(Collected data)
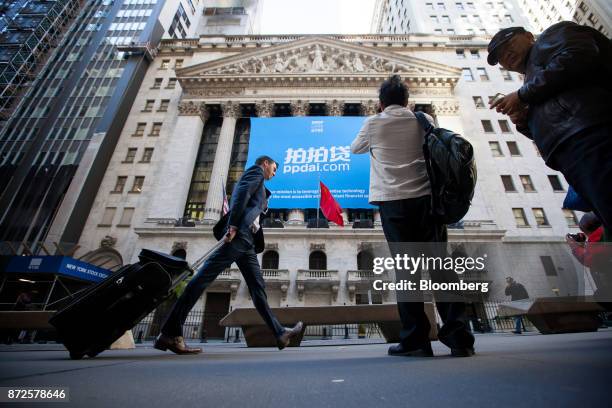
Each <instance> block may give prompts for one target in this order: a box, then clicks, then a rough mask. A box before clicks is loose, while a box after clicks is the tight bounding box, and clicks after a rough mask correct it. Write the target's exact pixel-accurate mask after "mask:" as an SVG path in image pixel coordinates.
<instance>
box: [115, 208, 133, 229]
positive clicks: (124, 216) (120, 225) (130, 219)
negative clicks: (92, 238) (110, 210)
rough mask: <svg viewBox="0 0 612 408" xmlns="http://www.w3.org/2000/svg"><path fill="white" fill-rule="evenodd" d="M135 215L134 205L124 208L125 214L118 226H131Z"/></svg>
mask: <svg viewBox="0 0 612 408" xmlns="http://www.w3.org/2000/svg"><path fill="white" fill-rule="evenodd" d="M133 216H134V208H133V207H125V208H124V209H123V214H121V220H119V224H117V226H118V227H129V226H130V223H131V222H132V217H133Z"/></svg>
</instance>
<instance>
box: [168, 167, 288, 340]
mask: <svg viewBox="0 0 612 408" xmlns="http://www.w3.org/2000/svg"><path fill="white" fill-rule="evenodd" d="M264 180H265V178H264V172H263V169H262V168H261V167H260V166H252V167H250V168H248V169H247V170H246V171H245V172H244V174H243V175H242V177H240V180H238V183H236V186H235V187H234V192H233V193H232V198H231V201H230V210H229V212H228V213H227V214H226V215H225V216H224V217H223V218H222V219H221V220H220V221H219V223H217V225H216V226H215V229H214V233H215V237H216V238H217V239H223V235H224V234H225V232H226V231H227V227H229V226H230V225H231V226H234V227H236V228H237V229H238V231H237V232H236V236H235V237H234V239H233V240H232V241H231V242H229V243H226V244H224V245H223V246H222V247H221V248H219V249H218V250H217V251H215V252H214V253H213V254H212V255H211V256H210V258H208V260H207V261H206V262H205V263H204V265H203V266H202V268H201V269H200V270H199V271H198V273H197V274H196V275H195V276H194V277H193V278H192V279H191V281H189V284H188V285H187V287H186V288H185V291H184V292H183V294H182V295H181V297H180V298H179V299H178V300H177V302H176V303H175V305H174V307H173V309H172V311H171V312H170V315H169V316H168V318H167V320H166V322H165V323H164V326H163V327H162V330H161V331H162V333H163V334H165V335H168V336H173V337H174V336H182V331H183V330H182V328H183V324H184V323H185V319H187V315H188V314H189V311H190V310H191V309H192V308H193V306H194V305H195V303H196V302H197V300H198V299H199V298H200V296H202V293H203V292H204V290H206V288H207V287H208V286H209V285H210V284H211V283H212V282H213V281H214V280H215V279H216V278H217V276H218V275H219V274H220V273H221V272H223V271H224V270H225V269H226V268H228V267H229V266H230V265H231V264H232V263H233V262H236V265H238V268H239V269H240V272H241V273H242V276H243V277H244V280H245V282H246V284H247V286H248V287H249V291H250V293H251V299H253V304H254V305H255V308H256V309H257V311H258V312H259V314H260V315H261V317H262V318H263V319H264V321H265V322H266V324H267V325H268V327H270V329H271V330H272V332H273V333H274V335H275V336H276V337H277V338H278V337H279V336H280V335H281V334H283V332H284V331H285V329H284V328H283V326H281V324H280V323H279V322H278V320H277V319H276V317H274V315H273V314H272V311H271V310H270V306H269V305H268V298H267V296H266V292H265V282H264V279H263V276H262V274H261V269H260V266H259V262H258V260H257V255H256V253H259V252H261V251H262V250H263V232H262V230H261V228H259V230H258V231H257V233H255V234H253V233H252V232H251V225H252V224H253V221H255V219H256V218H257V217H258V216H259V215H260V214H261V213H262V212H263V211H264V209H265V206H266V198H267V196H268V195H269V194H270V192H269V191H268V190H267V189H266V187H265V186H264ZM256 249H257V252H256Z"/></svg>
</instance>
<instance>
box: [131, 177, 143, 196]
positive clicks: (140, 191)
mask: <svg viewBox="0 0 612 408" xmlns="http://www.w3.org/2000/svg"><path fill="white" fill-rule="evenodd" d="M143 184H144V176H136V177H134V184H132V189H131V190H130V193H140V192H141V191H142V185H143Z"/></svg>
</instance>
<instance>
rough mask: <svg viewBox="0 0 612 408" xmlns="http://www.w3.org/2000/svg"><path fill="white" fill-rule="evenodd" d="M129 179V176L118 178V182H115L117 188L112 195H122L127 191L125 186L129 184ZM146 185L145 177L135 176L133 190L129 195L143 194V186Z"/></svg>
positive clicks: (134, 178) (118, 177) (111, 190)
mask: <svg viewBox="0 0 612 408" xmlns="http://www.w3.org/2000/svg"><path fill="white" fill-rule="evenodd" d="M127 180H128V177H127V176H117V181H116V182H115V188H114V189H113V190H111V193H114V194H121V193H123V190H124V189H125V185H126V184H127ZM143 184H144V176H135V177H134V180H133V182H132V188H131V189H130V190H129V191H128V193H136V194H138V193H141V192H142V186H143Z"/></svg>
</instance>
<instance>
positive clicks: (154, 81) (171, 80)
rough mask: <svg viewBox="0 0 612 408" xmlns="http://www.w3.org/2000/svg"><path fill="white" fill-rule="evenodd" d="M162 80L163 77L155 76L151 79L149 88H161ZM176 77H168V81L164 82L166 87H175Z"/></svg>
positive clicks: (172, 87)
mask: <svg viewBox="0 0 612 408" xmlns="http://www.w3.org/2000/svg"><path fill="white" fill-rule="evenodd" d="M163 82H164V78H155V79H154V80H153V85H152V86H151V89H161V86H162V83H163ZM176 82H177V79H176V78H169V79H168V83H167V84H166V89H174V88H176Z"/></svg>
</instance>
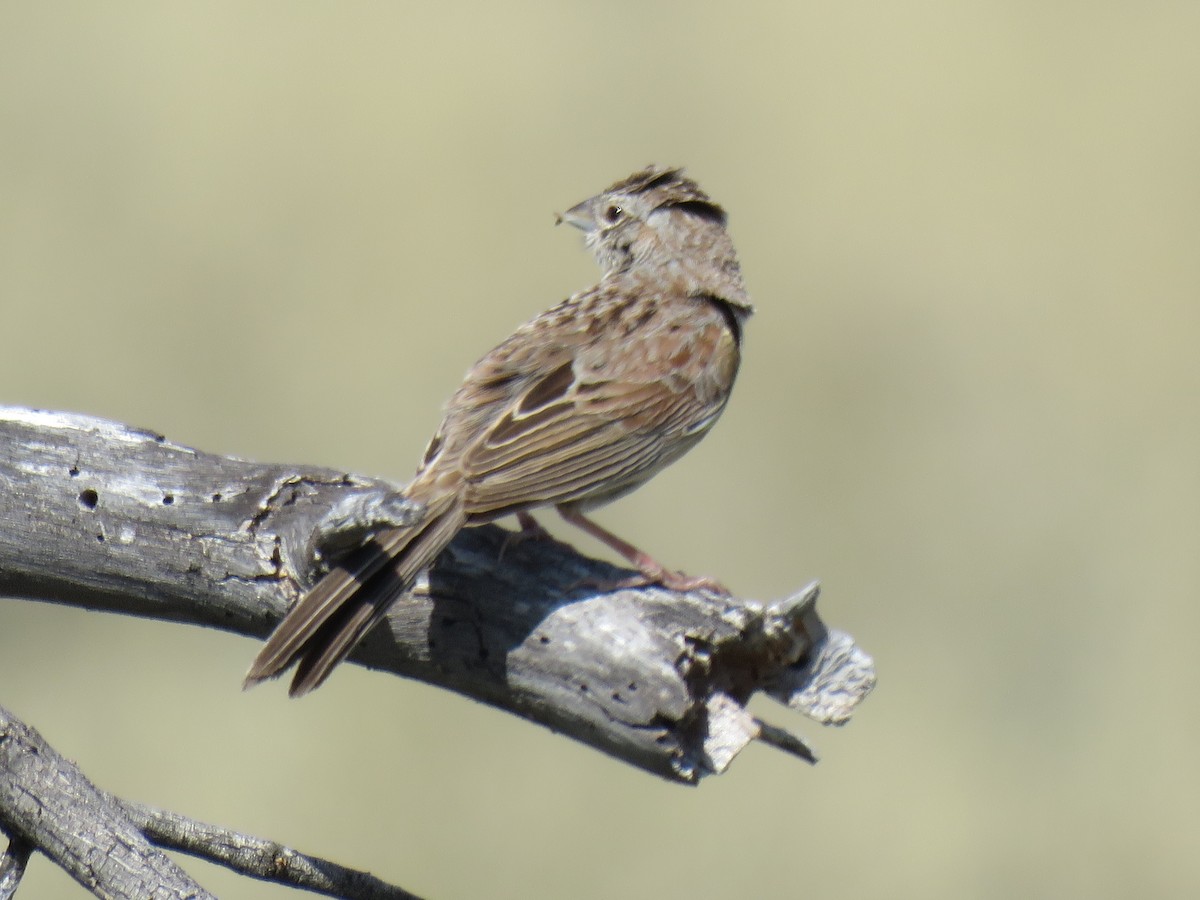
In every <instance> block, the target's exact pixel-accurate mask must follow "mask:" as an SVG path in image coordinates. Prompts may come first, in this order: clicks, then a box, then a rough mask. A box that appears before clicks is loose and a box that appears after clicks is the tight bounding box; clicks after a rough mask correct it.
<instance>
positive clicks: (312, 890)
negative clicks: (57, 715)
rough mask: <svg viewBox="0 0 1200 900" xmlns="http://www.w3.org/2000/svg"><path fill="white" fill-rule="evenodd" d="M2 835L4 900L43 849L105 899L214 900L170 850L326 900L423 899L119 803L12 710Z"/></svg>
mask: <svg viewBox="0 0 1200 900" xmlns="http://www.w3.org/2000/svg"><path fill="white" fill-rule="evenodd" d="M0 830H2V832H4V833H6V834H7V835H8V850H7V851H6V852H5V854H4V856H2V857H0V900H4V898H8V896H12V895H14V894H16V892H17V888H18V886H19V884H20V877H22V875H23V871H24V868H25V862H26V860H28V859H29V854H30V852H31V851H32V850H34V848H35V847H36V848H37V850H40V851H42V852H43V853H46V856H47V857H49V858H50V859H52V860H54V863H56V864H58V865H60V866H61V868H62V869H64V870H66V871H67V874H70V875H71V876H72V877H73V878H74V880H76V881H78V882H79V883H80V884H82V886H83V887H85V888H88V889H89V890H90V892H91V893H92V894H95V895H96V896H101V898H138V900H142V899H143V898H154V899H155V900H160V899H161V900H180V899H182V898H187V900H203V899H204V898H211V896H212V894H210V893H208V892H206V890H204V889H203V888H202V887H200V886H199V884H197V883H196V882H194V881H192V878H191V877H190V876H188V875H187V874H186V872H185V871H184V870H182V869H180V868H179V866H178V865H175V864H174V863H173V862H172V860H170V859H169V858H168V857H167V856H166V854H164V853H163V852H162V851H160V850H157V847H167V848H169V850H176V851H180V852H182V853H190V854H192V856H196V857H199V858H202V859H208V860H209V862H211V863H217V864H221V865H224V866H227V868H229V869H233V870H234V871H236V872H240V874H242V875H246V876H248V877H252V878H259V880H262V881H271V882H276V883H280V884H288V886H292V887H296V888H304V889H306V890H311V892H314V893H318V894H324V895H326V896H340V898H355V900H415V896H414V895H413V894H409V893H408V892H407V890H403V889H402V888H397V887H392V886H391V884H386V883H384V882H382V881H379V880H378V878H376V877H374V876H372V875H368V874H367V872H360V871H355V870H353V869H346V868H343V866H341V865H337V864H336V863H330V862H329V860H326V859H320V858H318V857H311V856H307V854H305V853H299V852H296V851H294V850H292V848H290V847H286V846H282V845H280V844H276V842H275V841H266V840H263V839H260V838H254V836H251V835H248V834H241V833H240V832H234V830H230V829H227V828H220V827H217V826H210V824H205V823H203V822H196V821H193V820H190V818H186V817H185V816H180V815H176V814H174V812H167V811H164V810H157V809H152V808H150V806H144V805H142V804H138V803H130V802H127V800H121V799H119V798H116V797H113V796H112V794H109V793H106V792H104V791H102V790H100V788H98V787H96V786H95V785H94V784H92V782H91V781H89V780H88V778H86V776H85V775H84V774H83V773H82V772H80V770H79V769H78V767H76V764H74V763H72V762H71V761H70V760H66V758H64V757H62V756H61V755H60V754H59V752H58V751H55V750H54V748H52V746H50V745H49V744H47V743H46V740H44V738H42V736H41V734H38V733H37V732H36V731H35V730H34V728H31V727H29V726H28V725H25V724H24V722H22V721H20V720H18V719H17V718H16V716H14V715H12V713H10V712H8V710H7V709H5V708H4V707H0Z"/></svg>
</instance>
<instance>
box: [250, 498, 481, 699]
mask: <svg viewBox="0 0 1200 900" xmlns="http://www.w3.org/2000/svg"><path fill="white" fill-rule="evenodd" d="M466 523H467V515H466V512H464V511H463V506H462V502H461V500H460V498H458V497H457V494H455V493H445V494H443V496H440V497H438V498H436V499H433V500H431V502H430V503H428V504H426V508H425V518H422V520H421V522H420V524H416V526H413V527H412V528H391V529H388V530H385V532H382V533H379V534H378V535H376V538H374V539H373V540H372V541H371V542H370V544H367V545H366V546H365V547H362V548H361V550H359V551H358V552H355V553H352V554H350V556H349V557H348V558H347V559H346V560H344V562H342V563H341V564H340V565H338V566H337V568H336V569H334V570H332V571H331V572H329V575H326V576H325V577H324V578H322V580H320V581H319V582H317V584H316V587H313V589H312V590H310V592H308V593H307V594H305V595H304V596H302V598H301V599H300V602H298V604H296V605H295V606H293V607H292V610H290V611H289V612H288V614H287V616H284V617H283V620H282V622H281V623H280V624H278V625H277V626H276V629H275V631H272V632H271V636H270V637H268V638H266V643H265V644H263V649H262V650H259V653H258V656H256V658H254V662H253V664H252V665H251V667H250V672H247V673H246V682H245V686H246V688H250V686H253V685H254V684H258V683H259V682H263V680H266V679H268V678H274V677H276V676H278V674H282V673H283V672H284V671H286V670H287V668H288V667H289V666H290V665H292V664H293V662H298V664H299V665H298V666H296V673H295V677H294V678H293V679H292V686H290V689H289V690H288V694H290V695H292V696H293V697H299V696H301V695H305V694H307V692H308V691H311V690H313V689H314V688H318V686H319V685H320V684H322V682H324V680H325V679H326V678H328V677H329V673H330V672H332V671H334V666H336V665H337V664H338V662H341V661H342V660H343V659H346V655H347V654H348V653H349V652H350V650H353V649H354V646H355V644H356V643H358V642H359V641H360V640H362V637H364V636H365V635H366V634H367V631H370V630H371V629H372V628H373V626H374V625H376V623H378V622H379V619H382V618H383V617H384V614H385V613H386V612H388V607H389V606H391V604H392V602H394V601H395V600H396V599H398V598H400V595H401V594H403V593H404V592H406V590H408V588H409V587H412V584H413V581H414V580H415V578H416V576H418V575H419V574H420V572H421V570H422V569H426V568H428V566H430V564H431V563H432V562H433V560H434V559H436V558H437V556H438V554H439V553H440V552H442V551H443V550H444V548H445V546H446V545H448V544H449V542H450V541H451V540H452V539H454V536H455V535H456V534H457V533H458V532H460V529H462V527H463V526H464V524H466Z"/></svg>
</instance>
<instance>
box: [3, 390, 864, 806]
mask: <svg viewBox="0 0 1200 900" xmlns="http://www.w3.org/2000/svg"><path fill="white" fill-rule="evenodd" d="M0 485H2V486H4V487H2V490H0V594H4V595H10V596H22V598H30V599H38V600H47V601H53V602H62V604H71V605H74V606H82V607H86V608H91V610H110V611H116V612H126V613H134V614H140V616H146V617H152V618H160V619H170V620H176V622H188V623H193V624H200V625H208V626H211V628H220V629H222V630H227V631H234V632H238V634H242V635H251V636H257V637H263V636H265V635H266V634H268V632H269V631H270V630H271V628H272V626H274V625H275V623H276V622H278V619H280V618H281V617H282V616H283V613H284V612H286V610H287V608H288V606H289V605H290V604H292V602H293V601H294V600H295V599H296V596H299V595H300V593H302V592H304V589H305V588H306V587H308V586H310V584H311V583H312V581H313V580H314V577H316V576H317V575H318V574H319V571H318V560H319V557H320V553H322V551H323V548H324V550H326V551H328V548H329V547H330V546H331V545H337V544H341V548H344V547H346V546H347V545H350V544H353V542H354V540H356V539H359V538H360V536H361V534H362V533H364V530H365V529H366V528H368V527H370V524H371V522H376V523H378V522H380V521H386V522H396V521H401V522H403V521H415V518H416V516H419V515H420V510H419V509H413V508H410V505H409V504H407V502H406V500H404V499H403V497H402V496H400V494H398V493H397V488H396V486H395V485H391V484H388V482H384V481H380V480H378V479H367V478H361V476H358V475H350V474H346V473H341V472H334V470H329V469H320V468H313V467H305V466H269V464H260V463H253V462H246V461H244V460H236V458H232V457H224V456H215V455H210V454H204V452H199V451H197V450H192V449H188V448H185V446H179V445H176V444H172V443H169V442H167V440H166V439H164V438H163V437H162V436H158V434H155V433H151V432H146V431H139V430H134V428H130V427H126V426H124V425H118V424H114V422H109V421H104V420H101V419H95V418H90V416H80V415H70V414H64V413H46V412H37V410H29V409H22V408H13V407H7V408H4V407H0ZM510 534H511V533H509V532H506V530H504V529H500V528H498V527H482V528H468V529H464V530H463V532H462V533H461V534H460V535H458V538H457V539H456V540H455V541H454V544H452V545H451V546H450V547H449V550H448V551H446V552H445V553H444V554H443V557H442V558H440V559H439V560H438V563H437V564H436V565H434V568H433V570H432V571H431V572H430V576H428V577H427V578H422V580H421V581H420V582H419V583H418V584H416V587H415V588H414V590H413V592H412V596H410V598H409V599H408V600H406V601H402V602H398V604H396V605H395V606H394V607H392V611H391V614H390V616H389V618H388V620H386V623H385V626H382V628H377V629H376V630H374V631H373V632H372V634H371V635H368V636H367V638H366V640H365V641H364V642H362V644H361V646H360V647H359V649H358V650H356V652H355V653H354V654H353V655H352V660H353V661H354V662H358V664H361V665H366V666H370V667H372V668H380V670H385V671H389V672H394V673H396V674H402V676H407V677H410V678H418V679H420V680H424V682H428V683H431V684H438V685H442V686H444V688H450V689H451V690H456V691H460V692H462V694H466V695H468V696H470V697H474V698H476V700H481V701H485V702H488V703H492V704H494V706H498V707H502V708H504V709H508V710H510V712H514V713H517V714H520V715H522V716H524V718H527V719H530V720H533V721H538V722H540V724H542V725H546V726H548V727H551V728H554V730H556V731H559V732H562V733H564V734H566V736H569V737H571V738H575V739H576V740H582V742H584V743H587V744H590V745H593V746H595V748H598V749H601V750H604V751H606V752H608V754H612V755H613V756H616V757H618V758H620V760H624V761H625V762H630V763H634V764H636V766H641V767H643V768H646V769H648V770H650V772H654V773H656V774H660V775H662V776H665V778H668V779H672V780H677V781H684V782H689V784H694V782H696V781H698V780H700V779H701V778H702V776H704V775H706V774H710V773H720V772H724V770H725V768H726V767H727V766H728V763H730V762H731V761H732V758H733V756H734V755H736V754H737V752H738V751H739V750H740V749H742V748H744V746H745V745H746V744H748V743H750V742H751V740H755V739H767V740H768V743H772V744H773V745H776V746H784V748H786V746H788V740H785V739H782V738H781V737H780V736H781V733H782V732H781V730H779V728H778V727H772V728H767V730H764V728H763V727H762V724H761V722H757V721H756V720H754V719H752V718H751V716H750V715H749V714H748V713H746V712H745V708H744V704H745V702H746V701H748V700H749V697H750V696H751V695H752V694H754V692H756V691H760V690H761V691H764V692H767V694H769V695H770V696H774V697H775V698H778V700H780V701H781V702H784V703H785V704H787V706H791V707H792V708H794V709H798V710H800V712H802V713H805V714H806V715H809V716H810V718H812V719H815V720H816V721H820V722H822V724H842V722H845V721H846V720H847V719H848V718H850V715H851V713H852V712H853V708H854V706H856V704H857V703H858V702H859V701H860V700H862V698H863V697H864V696H865V695H866V692H868V691H869V690H870V689H871V686H872V685H874V678H875V676H874V667H872V664H871V660H870V658H869V656H868V655H866V654H865V653H863V652H862V650H860V649H858V648H857V647H856V646H854V644H853V642H852V641H851V640H850V637H848V636H847V635H844V634H841V632H836V631H830V630H828V629H827V628H826V626H824V625H823V623H822V622H821V619H820V618H818V616H817V613H816V608H815V600H816V587H815V586H809V587H808V588H805V589H803V590H800V592H799V593H798V594H797V595H796V596H792V598H788V599H785V600H782V601H780V602H776V604H770V605H762V604H758V602H755V601H751V600H744V599H737V598H727V596H716V595H713V594H708V593H702V592H696V593H674V592H670V590H665V589H662V588H658V587H644V588H636V589H625V590H617V592H611V593H598V592H596V590H594V589H592V588H588V587H587V584H588V583H593V584H594V583H598V582H610V583H611V582H612V581H614V580H617V578H619V577H622V575H628V572H624V570H619V569H614V568H613V566H611V565H608V564H607V563H602V562H598V560H594V559H588V558H586V557H582V556H580V554H578V553H576V552H575V551H574V550H572V548H571V547H569V546H566V545H564V544H559V542H557V541H551V540H524V541H512V540H510ZM230 700H232V701H233V697H232V698H230ZM768 732H769V733H768ZM793 749H796V748H794V746H793Z"/></svg>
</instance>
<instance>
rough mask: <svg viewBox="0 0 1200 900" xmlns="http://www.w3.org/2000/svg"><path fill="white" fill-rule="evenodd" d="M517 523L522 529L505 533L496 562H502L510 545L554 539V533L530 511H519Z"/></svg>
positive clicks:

** Try it **
Display each line of the data that contains the string "coordinates". Matches must agree in case.

** Solution for this task **
Each <instance> block may give prompts for one target in this order: a box, then clicks, then a rough mask. A box before clicks is loose, while a box after clicks is the tight bounding box, and clicks after a rough mask correct it. Write the target's exact pixel-accurate mask after "mask:" as an SVG path in image pixel coordinates.
In every <instance> block, the target's exact pixel-accurate mask must follow "mask:" as an SVG path in image coordinates. Prompts may come first, in this order: clicks, then a box, then a rough mask. A box that appears before clicks is loose and a box that appears after clicks is the tight bounding box; clicks after a rough mask correct it.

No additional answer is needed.